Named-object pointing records
*****

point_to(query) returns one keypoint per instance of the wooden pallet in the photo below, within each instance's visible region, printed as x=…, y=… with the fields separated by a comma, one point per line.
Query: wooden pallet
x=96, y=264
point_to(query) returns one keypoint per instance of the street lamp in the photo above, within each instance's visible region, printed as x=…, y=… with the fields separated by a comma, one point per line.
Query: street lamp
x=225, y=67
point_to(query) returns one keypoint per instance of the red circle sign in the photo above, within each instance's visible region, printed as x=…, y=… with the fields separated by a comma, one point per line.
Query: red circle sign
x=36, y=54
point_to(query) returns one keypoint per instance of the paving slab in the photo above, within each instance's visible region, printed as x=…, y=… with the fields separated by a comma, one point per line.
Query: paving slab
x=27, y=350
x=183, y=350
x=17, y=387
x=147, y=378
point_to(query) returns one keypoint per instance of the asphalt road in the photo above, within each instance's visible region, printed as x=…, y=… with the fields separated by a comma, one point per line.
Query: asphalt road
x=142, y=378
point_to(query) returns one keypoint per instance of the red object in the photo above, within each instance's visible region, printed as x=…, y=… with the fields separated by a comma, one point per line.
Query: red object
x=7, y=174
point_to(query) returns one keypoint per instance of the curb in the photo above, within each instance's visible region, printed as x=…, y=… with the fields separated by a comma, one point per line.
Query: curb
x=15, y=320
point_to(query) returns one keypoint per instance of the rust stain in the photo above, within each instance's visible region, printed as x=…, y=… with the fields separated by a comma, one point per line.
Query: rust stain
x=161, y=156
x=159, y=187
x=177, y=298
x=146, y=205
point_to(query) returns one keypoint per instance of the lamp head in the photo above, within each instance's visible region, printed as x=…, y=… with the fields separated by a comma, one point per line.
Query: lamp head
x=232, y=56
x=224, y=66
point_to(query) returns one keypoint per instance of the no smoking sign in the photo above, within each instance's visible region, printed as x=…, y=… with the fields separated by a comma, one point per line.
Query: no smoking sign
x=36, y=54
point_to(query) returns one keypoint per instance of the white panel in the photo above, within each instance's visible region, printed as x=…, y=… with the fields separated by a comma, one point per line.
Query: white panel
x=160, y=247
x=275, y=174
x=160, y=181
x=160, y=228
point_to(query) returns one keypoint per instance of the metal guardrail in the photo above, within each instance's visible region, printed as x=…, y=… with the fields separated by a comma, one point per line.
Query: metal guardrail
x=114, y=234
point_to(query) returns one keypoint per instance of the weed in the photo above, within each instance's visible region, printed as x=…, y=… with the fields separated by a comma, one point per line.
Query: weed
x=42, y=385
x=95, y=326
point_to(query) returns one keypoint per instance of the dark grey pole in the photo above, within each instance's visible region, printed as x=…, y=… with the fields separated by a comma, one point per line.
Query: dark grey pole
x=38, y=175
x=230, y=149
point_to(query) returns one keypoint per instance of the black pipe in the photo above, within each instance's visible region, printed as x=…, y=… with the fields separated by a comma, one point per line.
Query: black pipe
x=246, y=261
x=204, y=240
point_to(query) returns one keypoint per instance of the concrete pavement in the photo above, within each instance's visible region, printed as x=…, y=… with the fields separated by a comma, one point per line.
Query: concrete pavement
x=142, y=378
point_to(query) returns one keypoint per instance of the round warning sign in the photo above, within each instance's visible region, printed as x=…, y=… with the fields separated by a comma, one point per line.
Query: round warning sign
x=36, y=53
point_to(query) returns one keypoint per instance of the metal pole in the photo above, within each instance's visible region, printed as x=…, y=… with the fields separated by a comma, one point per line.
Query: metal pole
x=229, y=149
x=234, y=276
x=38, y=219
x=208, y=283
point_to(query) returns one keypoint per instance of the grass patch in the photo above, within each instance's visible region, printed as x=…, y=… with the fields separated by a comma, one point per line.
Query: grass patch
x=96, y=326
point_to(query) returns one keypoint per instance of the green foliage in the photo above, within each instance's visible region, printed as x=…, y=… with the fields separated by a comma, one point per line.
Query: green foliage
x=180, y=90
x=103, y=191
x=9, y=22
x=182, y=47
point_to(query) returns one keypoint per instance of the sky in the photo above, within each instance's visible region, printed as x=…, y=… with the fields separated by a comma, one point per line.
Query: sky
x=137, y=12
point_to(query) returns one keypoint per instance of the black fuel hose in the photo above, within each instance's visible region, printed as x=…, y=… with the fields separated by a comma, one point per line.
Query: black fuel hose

*****

STATED PROBLEM: Each record must be returned exactly as it is written.

RESPONSE TO THE TASK:
point_to(query) returns one keypoint per instance of the wooden pallet in the photo below, within each instance's visible region, printed as x=…, y=… with the fields separated by a comma, one point per line.
Query: wooden pallet
x=96, y=264
point_to(query) returns one keypoint per instance of the street lamp in the photo above, within each instance's visible region, printed as x=…, y=… with the fields separated by a comma, one point per line.
Query: street lamp
x=225, y=67
point_to(query) returns one keypoint per instance of the red circle sign in the photo above, within each instance's visible region, printed as x=…, y=… with the fields separated by a comma, one point per line.
Query: red circle sign
x=36, y=54
point_to(query) returns one keypoint per instance of the paving slab in the photo above, within each instance's visible region, printed as x=…, y=… with the fields separated by a comma, one point per line.
Query: paving slab
x=27, y=350
x=183, y=350
x=17, y=387
x=147, y=378
point_to(query) returns one keypoint per instance of the asphalt road in the photo above, within each instance's visible region, printed as x=…, y=… with the fields separated by a comma, one point per line.
Query: asphalt road
x=142, y=378
point_to(query) returns one keypoint per instance of the red object in the photo above, within each instance's visible region, printed as x=…, y=… with the fields separated by a comma, one point per line.
Query: red object
x=7, y=174
point_to(query) returns one keypoint per instance of the curb in the photo above, within each instance's visible region, printed as x=…, y=… with the fields separated by a comma, one point per line.
Query: curb
x=15, y=320
point_to(query) returns one keypoint per instance of the rust stain in the photo above, within each instance's visible region, printed as x=…, y=… with the fields separated by a comma, one point per line.
Query: rust stain
x=161, y=156
x=159, y=187
x=177, y=298
x=146, y=205
point_to(query) returns one keypoint per instance of the lamp head in the photo above, within each instance's visible region, printed as x=…, y=… with the fields separated by a comma, one point per line.
Query: lamp head
x=232, y=56
x=224, y=66
point_to(query) returns one keypoint per instance of the no smoking sign in the photo above, within each instance's visible region, printed as x=…, y=… with the fields separated by a comma, one point per line.
Query: no smoking sign
x=36, y=54
point_to(query) returns one keypoint per instance of the white panel in the photo above, within each instance's visible region, printed as x=…, y=… with the fields separated by a comma, one point per line.
Query: white panel
x=160, y=247
x=275, y=174
x=160, y=181
x=160, y=228
point_to(query) returns one keypoint per instance of the metal guardrail in the photo above, within each instance's visible region, printed as x=…, y=… with the fields separated by a comma, one point per line.
Query: metal guardrail
x=114, y=234
point_to(query) returns one keypoint per instance of the weed in the photo above, within each instance's visible region, printed as x=…, y=… with the fields separated by a comma, one point per line.
Query: weed
x=42, y=385
x=95, y=326
point_to(query) returns one keypoint per instance of the dark grey pole in the photo above, within each instance's visible region, printed as x=…, y=… with the fields separated by a comma, one point per line.
Query: dark grey pole
x=38, y=175
x=230, y=149
point_to(query) returns one keypoint per instance of the black pipe in the photo above, within each instance's visible region, printed as x=…, y=… with the fields separated by a comma, one point per line.
Query: black pipe
x=246, y=261
x=204, y=240
point_to(query) returns one keypoint per instance of the concrete pavement in the photo above, within each instance's visible region, printed as x=…, y=… with the fields separated by a comma, one point per line.
Query: concrete pavement
x=142, y=378
point_to(query) returns one keypoint per instance of the round warning sign in the photo above, within each instance's visible region, printed as x=…, y=… with the fields separated by a comma, one point per line.
Query: round warning sign
x=36, y=53
point_to(query) returns one keypoint per instance of the metal pole in the photo above, within each instance's visible region, printed as x=…, y=… with the fields separated by a comma, one point per line.
Query: metal pole
x=229, y=149
x=234, y=276
x=38, y=219
x=208, y=283
point_to(query) returns one keypoint per instance of the grass patch in the photo above, within each instance's visible region, printed as x=…, y=… with the fields separated by a comma, one point per line.
Query: grass patch
x=96, y=326
point_to(query) returns one keypoint per instance of the green foliage in the photo above, within each instance's visible region, printed as x=…, y=… with the fields separated by a comma, one point per line.
Query: green foliage
x=180, y=90
x=103, y=191
x=9, y=22
x=182, y=47
point_to(query) returns one keypoint per instance of the sky in the photo above, within each instance's visible region, printed as x=…, y=… with the fields separated by a comma, one point per line.
Query: sky
x=137, y=12
point_to(query) returns one keypoint per instance of the black fuel hose in the photo above, within each instance's visible region, printed as x=…, y=… with the fields separated by a comma, one point per line.
Query: black fuel hose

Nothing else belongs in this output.